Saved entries
=-=-=-=-=

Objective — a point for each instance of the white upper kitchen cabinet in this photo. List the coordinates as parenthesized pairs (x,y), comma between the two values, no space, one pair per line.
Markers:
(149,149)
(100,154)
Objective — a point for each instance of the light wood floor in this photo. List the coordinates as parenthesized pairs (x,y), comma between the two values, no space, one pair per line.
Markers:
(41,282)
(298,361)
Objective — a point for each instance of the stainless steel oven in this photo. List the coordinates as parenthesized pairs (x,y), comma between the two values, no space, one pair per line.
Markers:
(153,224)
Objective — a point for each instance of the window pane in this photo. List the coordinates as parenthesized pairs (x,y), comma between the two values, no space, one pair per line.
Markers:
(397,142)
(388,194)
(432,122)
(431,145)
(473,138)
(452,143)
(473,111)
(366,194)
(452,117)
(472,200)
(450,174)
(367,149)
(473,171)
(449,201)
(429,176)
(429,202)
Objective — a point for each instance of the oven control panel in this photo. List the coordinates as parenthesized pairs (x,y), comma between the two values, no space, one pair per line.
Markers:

=-=-=-=-=

**TASK TO COMPLETE:** A verbatim copy of all the records is required. Write it out in full.

**WRITTEN RESPONSE:**
Objective — a point for each instance of the white upper kitchen cabinet in this photo. List the coordinates as parenthesized pairs (x,y), comma between the two values, no space, one pair per line.
Markers:
(149,149)
(100,154)
Objective — a point for each instance of the light wood floor in this photo. List the coordinates as parenthesized pairs (x,y), comma between the two values, no space, one pair per line.
Markers:
(41,282)
(298,361)
Objective — a point for each instance of the stainless steel oven in this photo. List the coordinates as parenthesized pairs (x,y), comma between the two values, no space, one pair per line.
Markers:
(153,224)
Objective — a point for each instance of the window pane in this photo. List the coordinates as parenthesized pairs (x,y), comma between the two values, no space, one pair per line.
Markers:
(397,142)
(388,194)
(432,122)
(431,145)
(473,138)
(452,143)
(473,111)
(366,194)
(452,117)
(472,200)
(450,174)
(367,149)
(473,171)
(449,201)
(429,176)
(429,202)
Objective — a point for each instance of the oven control panel in this photo. List the coordinates as parenthesized pairs (x,y), comma between the two values, no space, one pair per line.
Markers:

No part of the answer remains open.